Extracted data entries:

⟨

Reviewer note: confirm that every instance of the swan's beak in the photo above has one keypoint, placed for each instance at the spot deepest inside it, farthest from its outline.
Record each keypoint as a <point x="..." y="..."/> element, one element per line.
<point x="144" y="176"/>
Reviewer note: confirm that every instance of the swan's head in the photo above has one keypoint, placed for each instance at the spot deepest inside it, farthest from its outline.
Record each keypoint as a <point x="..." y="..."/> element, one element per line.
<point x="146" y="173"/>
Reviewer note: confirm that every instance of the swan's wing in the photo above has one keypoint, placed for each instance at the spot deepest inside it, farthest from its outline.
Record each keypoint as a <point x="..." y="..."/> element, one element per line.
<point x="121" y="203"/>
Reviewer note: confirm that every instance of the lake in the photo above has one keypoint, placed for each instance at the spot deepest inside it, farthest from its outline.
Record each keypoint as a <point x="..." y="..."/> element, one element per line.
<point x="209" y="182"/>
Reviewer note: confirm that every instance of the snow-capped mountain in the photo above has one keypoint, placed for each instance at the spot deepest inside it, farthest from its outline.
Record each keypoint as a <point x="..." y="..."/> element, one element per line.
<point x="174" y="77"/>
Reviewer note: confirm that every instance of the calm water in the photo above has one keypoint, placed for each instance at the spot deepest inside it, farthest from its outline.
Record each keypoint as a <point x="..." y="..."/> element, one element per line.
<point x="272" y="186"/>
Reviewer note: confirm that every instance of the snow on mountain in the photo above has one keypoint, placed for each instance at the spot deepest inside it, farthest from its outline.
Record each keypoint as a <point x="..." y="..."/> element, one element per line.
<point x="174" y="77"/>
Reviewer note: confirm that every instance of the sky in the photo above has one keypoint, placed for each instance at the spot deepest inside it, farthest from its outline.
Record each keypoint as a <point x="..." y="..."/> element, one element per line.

⟩

ABOUT THIS TASK
Copy the records above exactly, please, but only from the first line through the line containing "Reviewer note: confirm that every instance of the swan's wing".

ANSWER TO THE PROBLEM
Reviewer note: confirm that every instance of the swan's beak in the photo above has one keypoint, placed for each instance at the spot deepest inside it, farthest from its outline.
Record each keypoint as a <point x="..." y="..."/> element, one element per line.
<point x="144" y="176"/>
Reviewer note: confirm that every instance of the swan's head in the photo above has one keypoint, placed for each instance at the spot deepest inside it, farthest from its outline.
Record each keypoint as a <point x="..." y="..."/> element, one element per line.
<point x="146" y="173"/>
Reviewer note: confirm that every instance of the swan's wing in the photo above has one keypoint, placed for each instance at the spot deepest inside it, farthest from its outline.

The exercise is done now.